**PROMPT**
The entries shown here must be retyped in full, with no pictures included.

**Image-grounded pointing data**
• • • • • • •
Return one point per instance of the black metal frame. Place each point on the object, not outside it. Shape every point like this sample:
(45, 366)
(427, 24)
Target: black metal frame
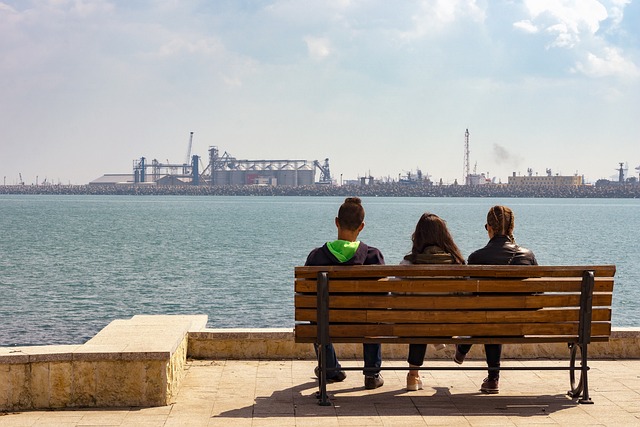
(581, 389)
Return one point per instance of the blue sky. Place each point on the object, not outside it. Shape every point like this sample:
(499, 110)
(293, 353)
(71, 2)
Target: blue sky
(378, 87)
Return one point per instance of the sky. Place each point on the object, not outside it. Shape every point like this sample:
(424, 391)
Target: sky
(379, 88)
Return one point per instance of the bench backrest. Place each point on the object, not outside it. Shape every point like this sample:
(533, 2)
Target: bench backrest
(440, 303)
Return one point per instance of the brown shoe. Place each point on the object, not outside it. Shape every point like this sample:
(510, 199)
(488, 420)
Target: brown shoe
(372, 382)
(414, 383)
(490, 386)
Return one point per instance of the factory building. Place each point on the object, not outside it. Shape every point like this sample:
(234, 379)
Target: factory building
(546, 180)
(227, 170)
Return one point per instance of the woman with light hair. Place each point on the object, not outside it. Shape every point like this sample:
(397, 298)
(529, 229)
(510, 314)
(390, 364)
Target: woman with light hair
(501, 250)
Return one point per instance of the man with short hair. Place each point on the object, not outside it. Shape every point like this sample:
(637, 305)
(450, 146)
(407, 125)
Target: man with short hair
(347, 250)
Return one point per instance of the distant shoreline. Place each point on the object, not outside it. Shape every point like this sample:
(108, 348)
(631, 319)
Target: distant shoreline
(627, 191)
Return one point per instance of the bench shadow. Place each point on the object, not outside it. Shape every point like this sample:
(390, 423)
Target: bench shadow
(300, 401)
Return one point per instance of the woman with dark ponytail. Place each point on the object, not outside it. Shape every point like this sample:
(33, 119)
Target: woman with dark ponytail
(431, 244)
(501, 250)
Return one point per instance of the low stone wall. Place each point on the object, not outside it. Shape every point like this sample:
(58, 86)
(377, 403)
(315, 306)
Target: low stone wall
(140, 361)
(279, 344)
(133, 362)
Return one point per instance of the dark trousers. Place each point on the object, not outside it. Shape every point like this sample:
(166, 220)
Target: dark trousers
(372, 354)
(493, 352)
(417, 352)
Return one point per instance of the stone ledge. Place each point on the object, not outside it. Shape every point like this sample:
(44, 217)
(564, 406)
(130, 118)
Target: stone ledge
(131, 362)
• • • • • • •
**TASK ANSWER**
Return one point per instance of the black metal frame. Place each point on the object, not outside it. Shape every point like this sample:
(45, 366)
(427, 24)
Target: black metal frame
(581, 389)
Return one point per instance of the blue sky. Place each point on the object, not outside it. Shape every point like this sample:
(499, 110)
(293, 353)
(71, 2)
Target: blue sky
(378, 87)
Return one point per instance of the sky. Place each point on the object, not outside it. Shape every point like this sample:
(424, 391)
Target: sky
(379, 88)
Return one point per instance of the bench backrest. Place each point on the object, not outside it. Shape every point like this sample:
(533, 2)
Target: bench backrest
(440, 303)
Return one point per instance of the brown shoe. Place each point on the object, not outside it. Shape every point like this sample:
(510, 199)
(488, 420)
Target: brown shoe
(372, 382)
(414, 383)
(490, 386)
Return one point per instance of the factory building. Place each point on the object, not outside it. Shape every point like this sample:
(234, 379)
Target: factory building
(546, 180)
(227, 170)
Return one point per instance of the woman with light hair. Place each point on the object, not outside it. Shape every point like this sample:
(397, 298)
(529, 229)
(510, 314)
(390, 364)
Target: woman with light hair
(501, 250)
Return one point per instance of the man with short hair. Place each point on the object, not outside it. Shape every point like this sample:
(637, 305)
(450, 146)
(407, 125)
Target: man with short hair
(347, 250)
Return one point per instance of the distant shoreline. Place each point on the object, not outside it. Shape every point like this sample:
(108, 348)
(631, 319)
Target: distant shoreline
(627, 191)
Return one point per instance of the bench shadow. Place each point on the object, not outside it. Shape every point like this sample:
(390, 423)
Target: bench shadow
(300, 401)
Return one point per instance of the woman with dark ponytail. Place each point on the object, not outside it. Shape every point like this sample:
(33, 119)
Target: woman with dark ponytail
(431, 244)
(501, 250)
Return one point per instance of the low stone wall. Place each point on the object, not outside it. Shape every point like this sample:
(58, 86)
(377, 403)
(315, 306)
Target: low stone wall
(140, 361)
(279, 344)
(133, 362)
Return one point per instance of the dark trousers. Place each point on the object, not outside it. Shape every point like this sample:
(166, 220)
Target: dark trousers
(372, 354)
(493, 352)
(417, 352)
Return one point per instance of the stone ledge. Place each point on the object, not outside it. Shape every point like this sample:
(44, 217)
(564, 406)
(130, 118)
Target: stone ledge
(131, 362)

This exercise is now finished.